(Stored data entries)
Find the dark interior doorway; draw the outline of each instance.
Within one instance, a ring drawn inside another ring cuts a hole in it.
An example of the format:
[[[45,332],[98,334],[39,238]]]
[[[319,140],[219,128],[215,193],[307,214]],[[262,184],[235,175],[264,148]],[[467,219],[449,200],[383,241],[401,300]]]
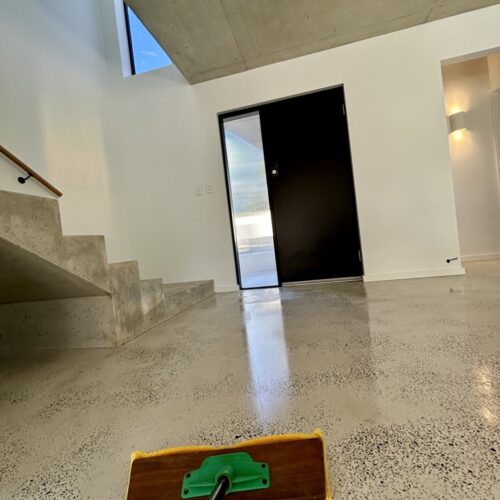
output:
[[[362,276],[343,87],[220,124],[240,287]]]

TASK REQUIREMENTS:
Return all the records exactly, excluding images.

ANSWER TO THE EXERCISE:
Find the dark interior doorway; draw the outline of each instance.
Within one instance, a ring drawn inside another ring cuts a hole in it.
An example of the format:
[[[45,332],[98,334],[39,238]]]
[[[319,140],[219,128],[215,193],[307,214]],[[262,184],[235,175],[264,148]],[[467,219],[449,200],[383,241],[401,300]]]
output:
[[[362,276],[343,87],[220,124],[240,287]]]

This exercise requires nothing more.